Your objective: Translate this sentence from the article on Bloomin' Brands' third-quarter results into Spanish: "Shares of the company have declined nearly 57% in the last 12 months."

The company said that, including the impacts of these closures, it recognized asset impairments and net closure charges of $33.2 million during the third quarter. The closures of the 21 U.S. restaurants were completed in October, with an estimated $5 million to $7 million in related severance and closure charges to be recorded during the 13 weeks ended Dec. 28, 2025.
“I am excited to announce our turnaround strategy, with a focus on the Outback Steakhouse brand. In support of our strategy, we will reallocate available free cash flow into strategic investments in our base business and pay down debt,” CEO Mike Spanos said.
“As a result, we have suspended the dividend. We believe our strategic plan will drive long-term, sustainable and profitable growth,” Spanos added.
The company stated that its turnaround strategy focuses on investing in the company’s restaurants to refresh its existing asset base, ensuring that restaurants are updated and reflect brand standards.
Shares of Bloomin’ Brands rose nearly 3% in premarket trading. The company stated that it now expects adjusted earnings per share to be between $1.10 and $1.15, compared with its previous forecast of $1.00 to $1.10.
Bloomin’ Brands now sees U.S. comparable restaurant sales to be flat to 0.5% up for 2025.
Its third-quarter total revenue came in at $928.8 million, compared with Wall Street expectations of $906.3 million, according to data compiled by Fiscal AI. The company posted adjusted loss per share of $0.03, compared with estimates of a loss of $0.13.
Shares of the company have declined nearly 57% in the last 12 months.

Stored data:
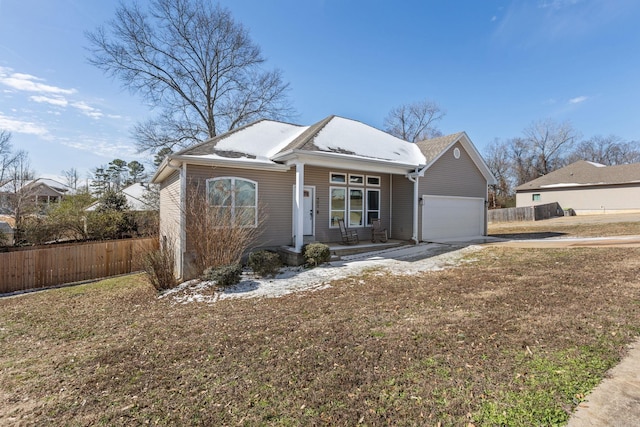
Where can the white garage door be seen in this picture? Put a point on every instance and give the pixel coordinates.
(446, 217)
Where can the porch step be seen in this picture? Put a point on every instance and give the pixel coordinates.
(338, 250)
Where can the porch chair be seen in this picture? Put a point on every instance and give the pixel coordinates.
(377, 232)
(349, 237)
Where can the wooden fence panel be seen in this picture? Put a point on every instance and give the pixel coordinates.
(41, 267)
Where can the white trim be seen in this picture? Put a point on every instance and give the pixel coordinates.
(366, 205)
(357, 176)
(345, 211)
(233, 195)
(344, 175)
(370, 184)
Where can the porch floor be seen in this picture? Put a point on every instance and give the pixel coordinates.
(338, 249)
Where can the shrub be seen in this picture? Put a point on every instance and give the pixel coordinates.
(264, 263)
(225, 276)
(316, 254)
(159, 266)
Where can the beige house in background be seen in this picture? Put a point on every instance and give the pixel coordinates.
(587, 188)
(308, 177)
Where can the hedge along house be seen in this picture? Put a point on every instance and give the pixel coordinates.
(305, 178)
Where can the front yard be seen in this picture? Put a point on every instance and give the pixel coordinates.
(512, 336)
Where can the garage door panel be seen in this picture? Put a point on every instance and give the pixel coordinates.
(452, 217)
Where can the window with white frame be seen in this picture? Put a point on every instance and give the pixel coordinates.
(356, 207)
(235, 200)
(373, 181)
(338, 178)
(337, 205)
(373, 205)
(352, 200)
(356, 179)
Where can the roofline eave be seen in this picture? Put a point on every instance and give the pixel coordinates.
(344, 161)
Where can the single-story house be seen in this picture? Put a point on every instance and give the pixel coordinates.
(308, 177)
(7, 229)
(40, 192)
(586, 188)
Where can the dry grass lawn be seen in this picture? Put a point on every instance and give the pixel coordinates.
(514, 337)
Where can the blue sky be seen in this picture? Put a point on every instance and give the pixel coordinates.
(494, 66)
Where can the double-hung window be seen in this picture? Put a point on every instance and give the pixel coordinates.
(234, 200)
(354, 201)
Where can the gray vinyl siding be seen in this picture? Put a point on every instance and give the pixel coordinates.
(170, 216)
(319, 177)
(275, 199)
(402, 194)
(449, 176)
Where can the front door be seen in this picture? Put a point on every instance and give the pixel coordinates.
(309, 211)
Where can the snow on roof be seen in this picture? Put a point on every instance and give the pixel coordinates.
(262, 139)
(353, 137)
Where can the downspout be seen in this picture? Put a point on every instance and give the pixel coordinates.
(414, 177)
(182, 169)
(299, 213)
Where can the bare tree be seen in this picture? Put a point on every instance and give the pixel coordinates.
(22, 199)
(549, 142)
(610, 151)
(498, 159)
(7, 156)
(194, 62)
(71, 176)
(414, 122)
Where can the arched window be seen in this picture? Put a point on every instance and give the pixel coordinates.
(234, 199)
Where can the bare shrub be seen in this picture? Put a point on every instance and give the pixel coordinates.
(224, 276)
(159, 265)
(264, 263)
(316, 254)
(217, 236)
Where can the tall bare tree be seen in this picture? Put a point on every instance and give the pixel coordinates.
(550, 142)
(192, 61)
(414, 122)
(7, 156)
(610, 150)
(498, 159)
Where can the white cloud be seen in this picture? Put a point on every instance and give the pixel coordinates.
(58, 101)
(87, 110)
(29, 83)
(20, 126)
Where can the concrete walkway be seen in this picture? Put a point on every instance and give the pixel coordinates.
(616, 401)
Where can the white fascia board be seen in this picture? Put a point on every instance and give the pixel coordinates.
(344, 161)
(171, 162)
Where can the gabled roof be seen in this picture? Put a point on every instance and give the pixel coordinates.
(583, 173)
(334, 141)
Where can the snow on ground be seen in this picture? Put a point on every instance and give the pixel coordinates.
(404, 260)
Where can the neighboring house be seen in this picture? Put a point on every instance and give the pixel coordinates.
(7, 229)
(40, 192)
(136, 198)
(586, 187)
(307, 177)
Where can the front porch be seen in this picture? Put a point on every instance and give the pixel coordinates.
(338, 250)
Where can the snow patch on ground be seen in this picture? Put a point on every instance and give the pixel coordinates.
(404, 260)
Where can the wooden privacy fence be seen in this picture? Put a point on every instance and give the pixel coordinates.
(528, 213)
(55, 265)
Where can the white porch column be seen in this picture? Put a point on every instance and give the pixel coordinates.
(299, 211)
(416, 204)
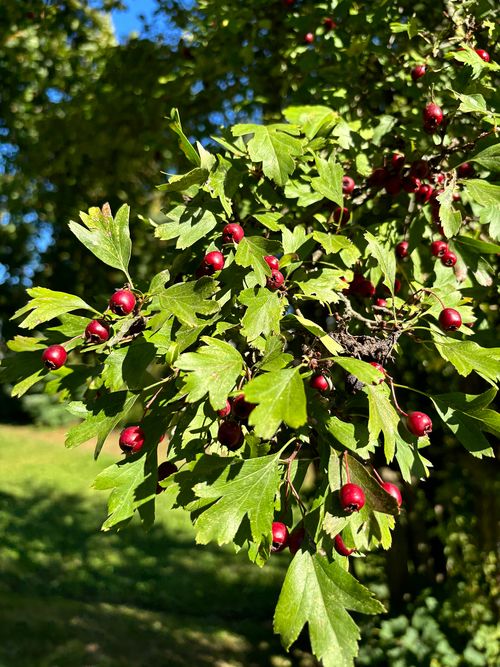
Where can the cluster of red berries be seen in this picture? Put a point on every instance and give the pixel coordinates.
(235, 411)
(97, 331)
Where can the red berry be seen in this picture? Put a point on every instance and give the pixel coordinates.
(122, 302)
(418, 423)
(484, 55)
(131, 439)
(225, 411)
(280, 536)
(241, 407)
(438, 248)
(348, 185)
(465, 170)
(448, 258)
(352, 497)
(410, 183)
(397, 161)
(341, 215)
(213, 261)
(230, 435)
(402, 249)
(424, 193)
(54, 357)
(232, 233)
(296, 538)
(432, 116)
(419, 168)
(380, 368)
(340, 546)
(394, 491)
(96, 332)
(165, 469)
(276, 280)
(378, 177)
(418, 72)
(450, 319)
(319, 382)
(272, 262)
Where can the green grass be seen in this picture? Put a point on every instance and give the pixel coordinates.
(73, 596)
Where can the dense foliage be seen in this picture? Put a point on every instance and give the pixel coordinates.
(327, 302)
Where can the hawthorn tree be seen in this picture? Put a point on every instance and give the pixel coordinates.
(304, 261)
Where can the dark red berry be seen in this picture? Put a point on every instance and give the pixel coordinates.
(275, 280)
(280, 536)
(424, 193)
(432, 116)
(54, 357)
(418, 72)
(418, 423)
(272, 262)
(232, 233)
(450, 319)
(122, 302)
(378, 177)
(341, 215)
(225, 411)
(96, 332)
(241, 407)
(230, 435)
(320, 382)
(165, 469)
(448, 258)
(438, 248)
(402, 249)
(352, 497)
(484, 55)
(131, 439)
(465, 170)
(394, 491)
(296, 538)
(410, 183)
(340, 546)
(348, 185)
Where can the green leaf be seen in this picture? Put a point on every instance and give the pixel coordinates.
(181, 182)
(263, 312)
(243, 489)
(106, 237)
(105, 415)
(383, 417)
(274, 146)
(189, 225)
(468, 356)
(46, 305)
(184, 145)
(464, 415)
(133, 484)
(482, 192)
(489, 158)
(385, 258)
(188, 300)
(319, 593)
(329, 182)
(214, 370)
(251, 252)
(280, 397)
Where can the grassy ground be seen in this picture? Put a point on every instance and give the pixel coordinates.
(71, 596)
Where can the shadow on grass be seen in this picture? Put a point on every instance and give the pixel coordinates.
(70, 595)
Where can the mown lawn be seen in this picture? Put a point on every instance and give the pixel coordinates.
(72, 596)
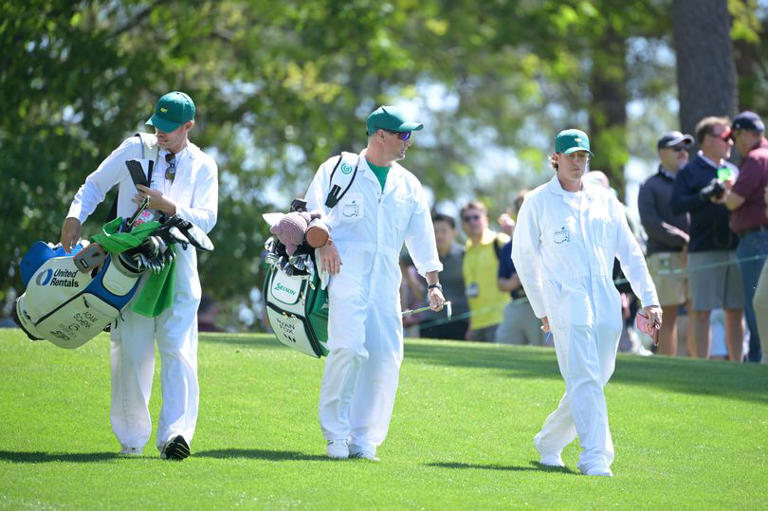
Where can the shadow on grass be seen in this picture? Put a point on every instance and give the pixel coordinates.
(261, 454)
(746, 382)
(534, 466)
(48, 457)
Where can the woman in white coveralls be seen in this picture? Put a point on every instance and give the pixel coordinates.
(383, 207)
(567, 236)
(184, 183)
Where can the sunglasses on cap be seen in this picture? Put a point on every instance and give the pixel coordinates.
(402, 135)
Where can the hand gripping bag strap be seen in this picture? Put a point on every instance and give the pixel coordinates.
(344, 180)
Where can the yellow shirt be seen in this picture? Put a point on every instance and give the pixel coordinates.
(480, 269)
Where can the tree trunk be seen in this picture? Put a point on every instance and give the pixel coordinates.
(706, 74)
(608, 110)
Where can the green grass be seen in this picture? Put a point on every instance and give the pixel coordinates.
(688, 434)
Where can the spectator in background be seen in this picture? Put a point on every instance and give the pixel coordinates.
(480, 268)
(519, 325)
(434, 325)
(760, 300)
(714, 276)
(667, 235)
(745, 199)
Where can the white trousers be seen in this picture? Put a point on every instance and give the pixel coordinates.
(365, 341)
(132, 362)
(586, 356)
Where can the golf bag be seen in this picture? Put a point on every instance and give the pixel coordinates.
(297, 305)
(70, 298)
(297, 308)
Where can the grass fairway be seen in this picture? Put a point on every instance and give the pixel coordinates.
(688, 434)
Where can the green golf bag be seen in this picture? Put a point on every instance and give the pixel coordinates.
(297, 309)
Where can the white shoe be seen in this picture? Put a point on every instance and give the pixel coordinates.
(548, 460)
(130, 451)
(337, 449)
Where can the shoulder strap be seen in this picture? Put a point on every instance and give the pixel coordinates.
(346, 177)
(496, 247)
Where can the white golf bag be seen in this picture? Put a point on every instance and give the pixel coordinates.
(70, 298)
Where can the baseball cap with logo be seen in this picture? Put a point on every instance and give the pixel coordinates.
(673, 138)
(172, 110)
(570, 141)
(748, 121)
(390, 118)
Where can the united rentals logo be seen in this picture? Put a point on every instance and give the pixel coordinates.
(58, 278)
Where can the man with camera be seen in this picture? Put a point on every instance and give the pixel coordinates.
(714, 276)
(745, 199)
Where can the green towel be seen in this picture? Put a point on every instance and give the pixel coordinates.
(157, 293)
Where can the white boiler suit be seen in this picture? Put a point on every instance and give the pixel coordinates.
(564, 248)
(365, 334)
(195, 192)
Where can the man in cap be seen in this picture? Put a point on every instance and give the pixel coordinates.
(714, 276)
(667, 234)
(184, 182)
(383, 206)
(567, 235)
(746, 201)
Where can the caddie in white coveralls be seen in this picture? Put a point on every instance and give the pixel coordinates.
(184, 182)
(567, 236)
(383, 207)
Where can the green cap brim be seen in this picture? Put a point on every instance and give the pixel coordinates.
(575, 149)
(162, 124)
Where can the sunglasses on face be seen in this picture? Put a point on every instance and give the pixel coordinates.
(402, 135)
(725, 135)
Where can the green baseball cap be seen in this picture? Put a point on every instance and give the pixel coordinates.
(570, 141)
(390, 118)
(172, 110)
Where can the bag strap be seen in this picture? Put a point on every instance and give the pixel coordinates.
(496, 248)
(335, 194)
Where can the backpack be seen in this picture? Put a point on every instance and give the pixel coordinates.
(297, 306)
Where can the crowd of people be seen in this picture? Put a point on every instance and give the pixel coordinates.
(568, 271)
(704, 230)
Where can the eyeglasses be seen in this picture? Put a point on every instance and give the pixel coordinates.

Written solution: Las acciones de la empresa han caído casi un 57 % en los últimos 12 meses.